Extracto de un conjunto de datos:

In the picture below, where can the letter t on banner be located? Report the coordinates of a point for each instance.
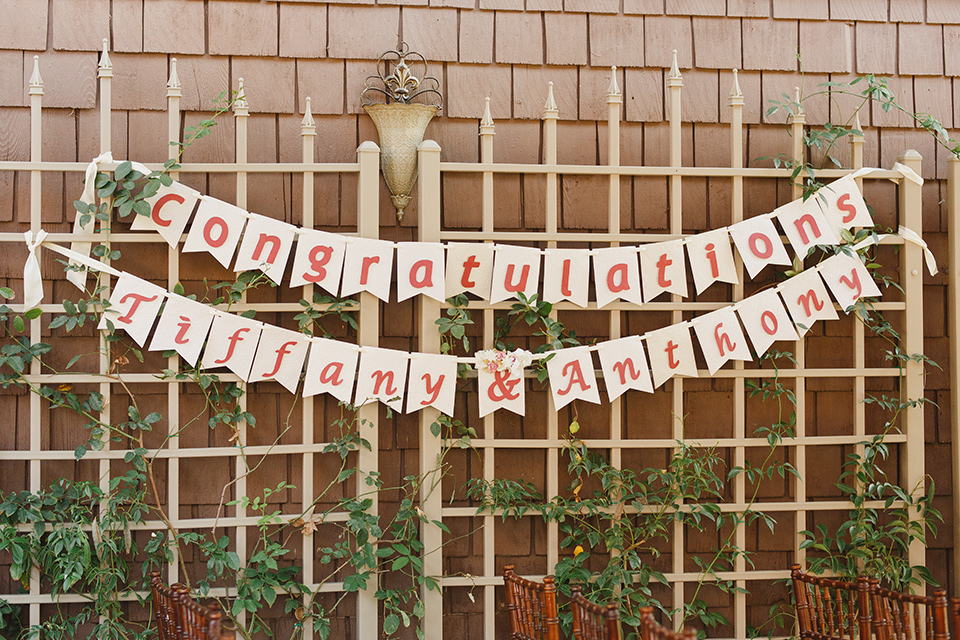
(572, 377)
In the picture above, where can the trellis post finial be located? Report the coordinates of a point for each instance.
(613, 91)
(36, 82)
(105, 68)
(550, 109)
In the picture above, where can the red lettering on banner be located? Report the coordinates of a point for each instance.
(723, 339)
(662, 263)
(274, 247)
(853, 283)
(155, 213)
(184, 327)
(433, 390)
(317, 264)
(811, 222)
(215, 221)
(331, 374)
(365, 269)
(282, 351)
(810, 298)
(565, 280)
(137, 299)
(469, 265)
(379, 377)
(426, 266)
(772, 318)
(621, 368)
(621, 270)
(844, 205)
(672, 362)
(767, 252)
(521, 283)
(234, 339)
(712, 257)
(576, 377)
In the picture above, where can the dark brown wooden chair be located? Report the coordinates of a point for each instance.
(593, 621)
(650, 629)
(532, 607)
(904, 616)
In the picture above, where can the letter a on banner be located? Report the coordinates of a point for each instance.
(759, 244)
(566, 276)
(134, 305)
(515, 270)
(848, 280)
(383, 377)
(721, 338)
(232, 344)
(280, 357)
(807, 300)
(420, 270)
(624, 366)
(671, 353)
(183, 327)
(318, 260)
(766, 320)
(216, 229)
(170, 210)
(433, 382)
(332, 368)
(500, 390)
(572, 377)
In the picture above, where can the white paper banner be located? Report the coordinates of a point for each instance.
(624, 366)
(721, 338)
(515, 270)
(368, 266)
(232, 344)
(216, 229)
(662, 269)
(766, 320)
(266, 246)
(134, 305)
(280, 357)
(572, 377)
(807, 300)
(420, 270)
(616, 272)
(671, 353)
(805, 226)
(500, 390)
(331, 369)
(170, 211)
(318, 260)
(759, 244)
(432, 383)
(711, 259)
(183, 327)
(469, 269)
(848, 280)
(383, 376)
(566, 276)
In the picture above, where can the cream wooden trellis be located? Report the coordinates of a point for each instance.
(431, 228)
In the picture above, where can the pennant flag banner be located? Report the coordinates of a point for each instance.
(213, 339)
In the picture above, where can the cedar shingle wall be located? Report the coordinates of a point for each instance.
(507, 50)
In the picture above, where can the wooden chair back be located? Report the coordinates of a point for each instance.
(532, 607)
(829, 609)
(650, 629)
(593, 621)
(904, 616)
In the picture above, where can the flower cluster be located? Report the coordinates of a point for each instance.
(492, 360)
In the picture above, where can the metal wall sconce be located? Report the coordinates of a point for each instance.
(401, 122)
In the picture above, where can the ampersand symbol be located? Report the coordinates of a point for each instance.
(502, 387)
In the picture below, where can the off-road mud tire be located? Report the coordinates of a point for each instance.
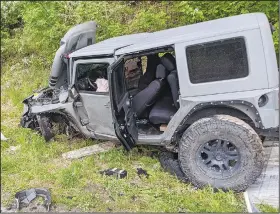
(170, 163)
(228, 128)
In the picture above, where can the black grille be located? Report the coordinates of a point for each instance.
(216, 61)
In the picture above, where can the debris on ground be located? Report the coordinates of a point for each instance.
(141, 172)
(170, 163)
(3, 137)
(26, 196)
(251, 208)
(90, 150)
(13, 149)
(118, 173)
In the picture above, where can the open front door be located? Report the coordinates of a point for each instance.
(122, 113)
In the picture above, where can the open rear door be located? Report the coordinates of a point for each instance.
(122, 112)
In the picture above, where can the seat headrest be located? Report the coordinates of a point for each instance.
(168, 61)
(161, 72)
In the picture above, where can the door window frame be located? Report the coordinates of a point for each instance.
(108, 61)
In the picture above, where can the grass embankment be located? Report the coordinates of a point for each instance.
(78, 184)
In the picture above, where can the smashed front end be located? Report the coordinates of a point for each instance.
(51, 106)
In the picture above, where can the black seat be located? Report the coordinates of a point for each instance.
(165, 108)
(148, 96)
(153, 61)
(173, 82)
(162, 111)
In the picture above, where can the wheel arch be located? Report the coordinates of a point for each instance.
(242, 110)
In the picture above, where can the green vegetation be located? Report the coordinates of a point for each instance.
(30, 35)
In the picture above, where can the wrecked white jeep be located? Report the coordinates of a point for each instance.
(207, 91)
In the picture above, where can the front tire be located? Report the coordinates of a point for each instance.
(222, 151)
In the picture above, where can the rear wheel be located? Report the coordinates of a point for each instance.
(222, 151)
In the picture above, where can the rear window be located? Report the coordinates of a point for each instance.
(216, 61)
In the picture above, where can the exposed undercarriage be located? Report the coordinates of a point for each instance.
(47, 123)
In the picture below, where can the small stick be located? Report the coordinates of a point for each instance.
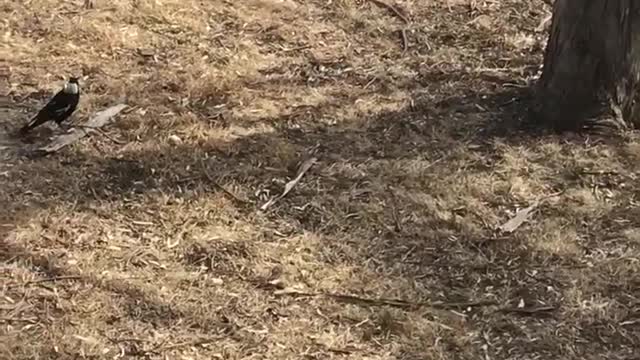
(392, 9)
(214, 182)
(405, 41)
(396, 12)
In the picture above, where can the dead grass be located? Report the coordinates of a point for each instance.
(131, 251)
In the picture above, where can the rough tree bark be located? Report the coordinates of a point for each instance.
(591, 64)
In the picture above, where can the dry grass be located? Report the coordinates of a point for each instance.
(132, 251)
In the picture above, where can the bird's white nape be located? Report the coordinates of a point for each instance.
(71, 88)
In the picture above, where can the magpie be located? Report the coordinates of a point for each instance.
(59, 108)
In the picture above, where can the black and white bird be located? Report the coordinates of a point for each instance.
(59, 108)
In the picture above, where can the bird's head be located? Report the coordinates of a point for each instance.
(72, 86)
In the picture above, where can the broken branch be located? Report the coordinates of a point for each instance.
(100, 119)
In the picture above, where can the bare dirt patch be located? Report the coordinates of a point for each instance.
(386, 249)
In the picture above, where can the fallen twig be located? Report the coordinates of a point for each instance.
(405, 41)
(51, 279)
(219, 186)
(523, 215)
(399, 14)
(100, 119)
(291, 184)
(385, 302)
(528, 311)
(392, 8)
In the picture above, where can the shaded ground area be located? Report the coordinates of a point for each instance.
(127, 245)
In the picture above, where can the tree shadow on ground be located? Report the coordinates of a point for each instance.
(406, 203)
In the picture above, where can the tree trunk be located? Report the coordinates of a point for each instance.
(592, 63)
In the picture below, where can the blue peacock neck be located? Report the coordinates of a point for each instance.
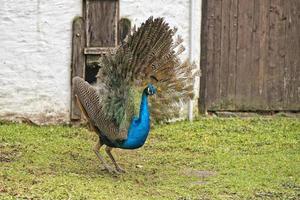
(139, 128)
(144, 115)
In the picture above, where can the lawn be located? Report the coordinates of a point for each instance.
(212, 158)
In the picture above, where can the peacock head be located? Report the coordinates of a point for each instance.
(150, 90)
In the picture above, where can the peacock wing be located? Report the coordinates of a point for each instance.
(89, 98)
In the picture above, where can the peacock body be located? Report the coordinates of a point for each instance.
(149, 60)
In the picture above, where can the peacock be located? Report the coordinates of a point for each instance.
(147, 66)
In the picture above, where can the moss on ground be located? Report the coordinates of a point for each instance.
(212, 158)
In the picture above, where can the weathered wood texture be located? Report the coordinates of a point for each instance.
(78, 61)
(94, 35)
(250, 55)
(101, 23)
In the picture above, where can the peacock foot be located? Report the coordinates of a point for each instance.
(111, 170)
(120, 170)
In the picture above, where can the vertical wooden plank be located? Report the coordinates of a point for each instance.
(203, 57)
(244, 54)
(261, 49)
(124, 28)
(78, 61)
(233, 27)
(214, 81)
(255, 75)
(275, 83)
(209, 78)
(101, 26)
(292, 59)
(224, 61)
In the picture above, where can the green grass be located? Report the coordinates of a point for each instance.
(213, 158)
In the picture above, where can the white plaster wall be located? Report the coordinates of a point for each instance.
(35, 51)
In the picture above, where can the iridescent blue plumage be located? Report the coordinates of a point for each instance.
(139, 127)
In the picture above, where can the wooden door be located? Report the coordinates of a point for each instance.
(94, 35)
(250, 55)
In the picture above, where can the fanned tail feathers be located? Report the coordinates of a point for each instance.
(148, 52)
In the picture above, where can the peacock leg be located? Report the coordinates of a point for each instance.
(118, 168)
(97, 147)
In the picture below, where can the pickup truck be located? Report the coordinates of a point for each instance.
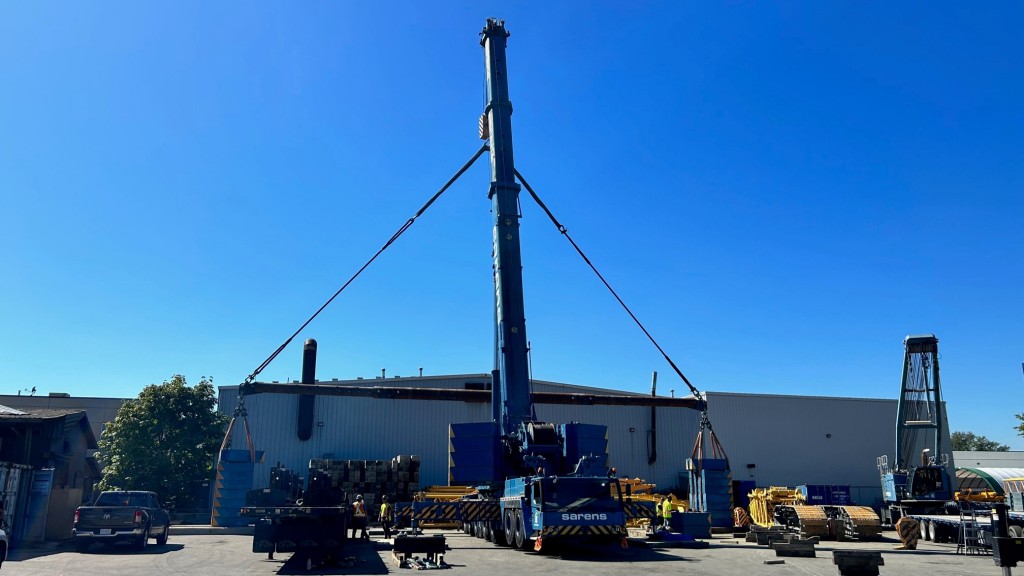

## Instrucción dada
Devuelve cada línea de las entradas de arriba que contenga la palabra "trellis".

## Respuesta a la instrucción
In the picture above, where can the trellis post finial be located? Report the coordinates of a point for each instance.
In the picture above, where can the cream wooden trellis be located? Report the coordinates of a point for each instance.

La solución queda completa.